** BEGIN **

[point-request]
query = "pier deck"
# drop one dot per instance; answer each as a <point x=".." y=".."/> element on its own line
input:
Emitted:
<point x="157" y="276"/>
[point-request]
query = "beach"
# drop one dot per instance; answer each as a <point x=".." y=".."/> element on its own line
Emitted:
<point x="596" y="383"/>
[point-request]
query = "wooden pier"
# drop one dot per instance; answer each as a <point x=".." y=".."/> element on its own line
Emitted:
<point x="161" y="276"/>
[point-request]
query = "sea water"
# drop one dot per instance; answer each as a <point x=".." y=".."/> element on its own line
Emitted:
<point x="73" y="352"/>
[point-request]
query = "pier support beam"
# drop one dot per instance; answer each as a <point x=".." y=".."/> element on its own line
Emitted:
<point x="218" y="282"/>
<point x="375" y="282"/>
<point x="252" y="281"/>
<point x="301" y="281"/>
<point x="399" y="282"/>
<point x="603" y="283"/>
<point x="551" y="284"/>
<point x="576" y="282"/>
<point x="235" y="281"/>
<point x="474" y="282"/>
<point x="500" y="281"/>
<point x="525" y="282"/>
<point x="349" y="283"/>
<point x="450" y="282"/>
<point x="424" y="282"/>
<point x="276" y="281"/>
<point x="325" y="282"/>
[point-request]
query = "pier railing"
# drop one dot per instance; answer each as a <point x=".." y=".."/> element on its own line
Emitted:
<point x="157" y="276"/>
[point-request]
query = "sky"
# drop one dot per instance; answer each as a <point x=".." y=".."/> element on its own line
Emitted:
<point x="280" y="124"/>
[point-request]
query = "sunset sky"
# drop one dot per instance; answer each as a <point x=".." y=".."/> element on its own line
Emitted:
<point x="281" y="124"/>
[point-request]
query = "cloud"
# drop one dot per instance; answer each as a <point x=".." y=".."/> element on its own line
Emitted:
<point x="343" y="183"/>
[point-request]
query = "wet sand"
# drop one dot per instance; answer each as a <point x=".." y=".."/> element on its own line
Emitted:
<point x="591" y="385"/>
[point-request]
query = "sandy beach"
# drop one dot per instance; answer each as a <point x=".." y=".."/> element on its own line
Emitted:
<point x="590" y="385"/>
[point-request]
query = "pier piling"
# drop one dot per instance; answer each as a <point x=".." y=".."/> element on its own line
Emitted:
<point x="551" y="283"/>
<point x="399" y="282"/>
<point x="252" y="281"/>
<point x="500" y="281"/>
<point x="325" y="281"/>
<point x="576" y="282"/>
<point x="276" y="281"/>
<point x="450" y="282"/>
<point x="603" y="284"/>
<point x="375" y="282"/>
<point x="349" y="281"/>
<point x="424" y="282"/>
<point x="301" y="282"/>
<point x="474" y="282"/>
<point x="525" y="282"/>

** END **

Count the lines above that contain the word "query", treating uppercase and lowercase as different, and reply with only that number.

12